_Exercise instructions_. Word for word, repeat the lines of the records from the one containing "Objective — one dot on each instance of the toddler in" through the last line, both included.

==== Data section ====

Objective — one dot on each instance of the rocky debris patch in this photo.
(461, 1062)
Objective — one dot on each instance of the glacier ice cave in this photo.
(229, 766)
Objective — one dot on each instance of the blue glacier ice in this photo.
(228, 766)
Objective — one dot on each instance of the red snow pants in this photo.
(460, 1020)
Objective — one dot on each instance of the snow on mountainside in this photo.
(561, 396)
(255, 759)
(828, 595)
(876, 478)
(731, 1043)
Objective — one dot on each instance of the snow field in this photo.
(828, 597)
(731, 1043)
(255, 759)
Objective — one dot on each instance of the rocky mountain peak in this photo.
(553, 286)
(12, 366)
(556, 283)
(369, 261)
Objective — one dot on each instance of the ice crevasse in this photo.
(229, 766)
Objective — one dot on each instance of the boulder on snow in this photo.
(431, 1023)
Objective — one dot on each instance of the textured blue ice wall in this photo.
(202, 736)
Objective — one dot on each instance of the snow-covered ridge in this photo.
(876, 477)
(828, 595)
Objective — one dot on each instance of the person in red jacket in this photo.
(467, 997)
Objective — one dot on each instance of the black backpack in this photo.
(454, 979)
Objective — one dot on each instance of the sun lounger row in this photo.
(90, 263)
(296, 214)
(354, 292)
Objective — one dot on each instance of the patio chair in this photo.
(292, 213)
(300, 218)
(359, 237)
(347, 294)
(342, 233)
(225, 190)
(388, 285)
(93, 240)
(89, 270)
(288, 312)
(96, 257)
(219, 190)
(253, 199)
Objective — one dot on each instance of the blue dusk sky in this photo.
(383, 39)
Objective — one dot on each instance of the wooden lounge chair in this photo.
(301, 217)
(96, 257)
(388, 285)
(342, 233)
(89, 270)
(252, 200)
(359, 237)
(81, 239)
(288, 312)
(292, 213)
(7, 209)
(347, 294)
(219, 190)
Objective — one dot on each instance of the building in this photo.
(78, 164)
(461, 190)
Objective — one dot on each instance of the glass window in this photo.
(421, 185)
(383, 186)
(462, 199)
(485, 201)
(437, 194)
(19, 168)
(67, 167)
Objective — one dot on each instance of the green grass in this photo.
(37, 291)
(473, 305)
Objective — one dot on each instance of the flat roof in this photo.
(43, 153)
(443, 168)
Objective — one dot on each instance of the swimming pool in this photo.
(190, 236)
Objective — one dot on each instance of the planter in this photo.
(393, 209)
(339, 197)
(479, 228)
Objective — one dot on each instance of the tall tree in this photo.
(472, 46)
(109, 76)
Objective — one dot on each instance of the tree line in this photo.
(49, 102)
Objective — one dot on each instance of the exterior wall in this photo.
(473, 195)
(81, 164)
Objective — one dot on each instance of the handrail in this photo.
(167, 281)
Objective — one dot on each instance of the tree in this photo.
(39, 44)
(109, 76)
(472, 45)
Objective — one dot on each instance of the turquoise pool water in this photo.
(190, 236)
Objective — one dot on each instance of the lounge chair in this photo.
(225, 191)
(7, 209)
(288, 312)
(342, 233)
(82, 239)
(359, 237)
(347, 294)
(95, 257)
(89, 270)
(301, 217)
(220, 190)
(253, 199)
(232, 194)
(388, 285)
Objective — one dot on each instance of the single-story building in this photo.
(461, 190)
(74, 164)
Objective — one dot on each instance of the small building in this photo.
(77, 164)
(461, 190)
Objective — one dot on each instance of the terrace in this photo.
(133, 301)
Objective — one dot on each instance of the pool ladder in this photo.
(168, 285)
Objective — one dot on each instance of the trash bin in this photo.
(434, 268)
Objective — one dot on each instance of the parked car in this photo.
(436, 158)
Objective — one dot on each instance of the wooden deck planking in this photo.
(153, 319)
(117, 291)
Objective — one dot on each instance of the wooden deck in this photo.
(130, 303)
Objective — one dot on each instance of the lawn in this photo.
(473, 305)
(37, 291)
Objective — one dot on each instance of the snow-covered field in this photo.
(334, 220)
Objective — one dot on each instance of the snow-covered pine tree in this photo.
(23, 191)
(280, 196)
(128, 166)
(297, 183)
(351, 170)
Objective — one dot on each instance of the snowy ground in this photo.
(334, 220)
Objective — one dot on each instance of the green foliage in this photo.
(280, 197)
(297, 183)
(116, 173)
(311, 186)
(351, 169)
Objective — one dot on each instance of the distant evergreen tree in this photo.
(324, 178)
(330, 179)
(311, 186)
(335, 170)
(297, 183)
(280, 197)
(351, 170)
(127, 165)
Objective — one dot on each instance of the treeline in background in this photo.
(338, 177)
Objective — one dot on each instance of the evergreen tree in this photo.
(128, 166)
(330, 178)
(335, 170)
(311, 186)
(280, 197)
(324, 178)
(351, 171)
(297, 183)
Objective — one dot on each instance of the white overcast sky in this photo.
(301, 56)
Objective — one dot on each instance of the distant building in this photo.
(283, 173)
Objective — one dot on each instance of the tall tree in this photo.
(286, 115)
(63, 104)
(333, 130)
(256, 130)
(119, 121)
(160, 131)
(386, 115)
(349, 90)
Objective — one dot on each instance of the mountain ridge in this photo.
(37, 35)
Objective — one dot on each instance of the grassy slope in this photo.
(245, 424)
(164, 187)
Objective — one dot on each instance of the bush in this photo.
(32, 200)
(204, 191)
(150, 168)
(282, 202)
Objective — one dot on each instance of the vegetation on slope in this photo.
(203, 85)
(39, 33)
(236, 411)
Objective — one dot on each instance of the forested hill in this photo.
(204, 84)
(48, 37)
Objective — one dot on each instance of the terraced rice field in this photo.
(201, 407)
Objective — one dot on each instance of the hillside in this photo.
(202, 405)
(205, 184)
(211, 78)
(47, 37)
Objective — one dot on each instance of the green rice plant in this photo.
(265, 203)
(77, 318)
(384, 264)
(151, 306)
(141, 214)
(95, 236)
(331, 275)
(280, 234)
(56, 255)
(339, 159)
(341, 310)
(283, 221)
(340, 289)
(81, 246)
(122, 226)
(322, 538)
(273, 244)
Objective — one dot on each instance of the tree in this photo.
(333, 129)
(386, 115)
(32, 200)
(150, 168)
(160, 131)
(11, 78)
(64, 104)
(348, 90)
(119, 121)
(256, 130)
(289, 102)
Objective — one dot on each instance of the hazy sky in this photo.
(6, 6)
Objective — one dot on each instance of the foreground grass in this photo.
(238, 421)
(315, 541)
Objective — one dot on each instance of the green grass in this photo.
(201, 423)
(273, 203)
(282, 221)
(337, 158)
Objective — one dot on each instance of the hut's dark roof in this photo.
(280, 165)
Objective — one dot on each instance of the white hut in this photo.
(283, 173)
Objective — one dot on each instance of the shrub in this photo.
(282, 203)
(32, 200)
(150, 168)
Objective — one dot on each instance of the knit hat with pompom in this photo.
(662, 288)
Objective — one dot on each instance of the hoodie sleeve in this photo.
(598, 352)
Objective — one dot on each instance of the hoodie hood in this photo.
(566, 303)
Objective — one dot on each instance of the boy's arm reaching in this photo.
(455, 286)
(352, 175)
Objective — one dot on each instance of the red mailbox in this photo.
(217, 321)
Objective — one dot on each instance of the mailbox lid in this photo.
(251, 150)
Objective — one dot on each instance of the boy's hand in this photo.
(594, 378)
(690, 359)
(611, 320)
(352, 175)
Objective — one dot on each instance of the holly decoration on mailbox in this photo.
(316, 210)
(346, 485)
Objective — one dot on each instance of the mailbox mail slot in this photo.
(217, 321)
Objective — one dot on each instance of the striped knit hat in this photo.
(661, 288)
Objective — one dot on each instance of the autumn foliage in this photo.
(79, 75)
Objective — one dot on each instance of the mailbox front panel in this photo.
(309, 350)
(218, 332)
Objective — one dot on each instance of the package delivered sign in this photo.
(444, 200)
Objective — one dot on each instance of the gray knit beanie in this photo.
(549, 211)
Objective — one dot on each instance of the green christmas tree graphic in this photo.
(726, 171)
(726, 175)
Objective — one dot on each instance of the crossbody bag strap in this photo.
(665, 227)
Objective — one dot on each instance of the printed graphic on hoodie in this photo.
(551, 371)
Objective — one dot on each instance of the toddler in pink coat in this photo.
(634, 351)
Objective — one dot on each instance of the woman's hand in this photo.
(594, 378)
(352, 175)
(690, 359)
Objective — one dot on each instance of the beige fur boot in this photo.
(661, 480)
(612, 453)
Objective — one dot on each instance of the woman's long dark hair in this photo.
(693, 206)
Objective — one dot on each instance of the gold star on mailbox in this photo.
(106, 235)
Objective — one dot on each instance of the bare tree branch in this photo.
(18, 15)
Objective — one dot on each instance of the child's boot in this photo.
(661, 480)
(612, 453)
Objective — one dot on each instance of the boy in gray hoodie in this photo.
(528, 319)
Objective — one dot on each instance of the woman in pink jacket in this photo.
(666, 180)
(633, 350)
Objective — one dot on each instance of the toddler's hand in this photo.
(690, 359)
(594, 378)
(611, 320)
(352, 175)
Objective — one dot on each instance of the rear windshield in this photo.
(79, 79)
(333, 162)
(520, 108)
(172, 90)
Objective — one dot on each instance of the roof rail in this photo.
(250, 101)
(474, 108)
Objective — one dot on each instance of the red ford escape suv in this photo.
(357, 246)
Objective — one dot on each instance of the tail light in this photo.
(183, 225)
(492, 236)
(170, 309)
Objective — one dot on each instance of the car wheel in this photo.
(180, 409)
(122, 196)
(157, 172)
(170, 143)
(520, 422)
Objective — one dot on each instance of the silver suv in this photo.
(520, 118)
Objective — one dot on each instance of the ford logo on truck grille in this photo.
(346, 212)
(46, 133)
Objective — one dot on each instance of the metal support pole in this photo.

====

_Exercise solution_.
Objective — one dot on each instance of the toddler in pink coat in this photo.
(634, 351)
Objective — one dot on each instance of the woman's hand in this photo.
(594, 378)
(352, 175)
(690, 359)
Objective — one dot on each instance of the beige fur boot in this photo.
(661, 480)
(612, 453)
Objective — one dot on each instance of the woman's long dark hair in this photo.
(693, 206)
Objective — one dot on each instance of the gold star on mailbox in this photo.
(106, 235)
Objective — one dot on each instance of the bare tree branch in this photo.
(18, 15)
Objective — one dot on each instance of the child's boot in this photo.
(661, 480)
(612, 453)
Objective — one dot on each instance of the boy in gray hoodie in this photo.
(528, 319)
Objective — one dot on each instance of the woman in pink jacket in this photo.
(666, 180)
(633, 350)
Objective — one dot on each instance of the toddler's hand in this photo.
(690, 359)
(594, 378)
(611, 320)
(352, 175)
Objective — one dot on each instance of the rear windshield in this photo.
(79, 79)
(333, 162)
(520, 108)
(172, 90)
Objective — one dot on each instance of the roof rail in this photo.
(250, 101)
(474, 108)
Objective — one dot on each instance of the red ford escape suv in this photo.
(357, 246)
Objective — one dot on each instance of the tail light in this photo.
(183, 225)
(492, 236)
(170, 309)
Objective — one dot on each instance of the car wheel in this photo.
(180, 409)
(122, 196)
(157, 172)
(170, 143)
(520, 422)
Objective — one dot on each instance of the silver suv in this photo.
(520, 118)
Objective — one dot on each instance of the ford logo on truck grille in this photo.
(346, 212)
(46, 133)
Objective — one dot on each instance of the metal support pole in this photo.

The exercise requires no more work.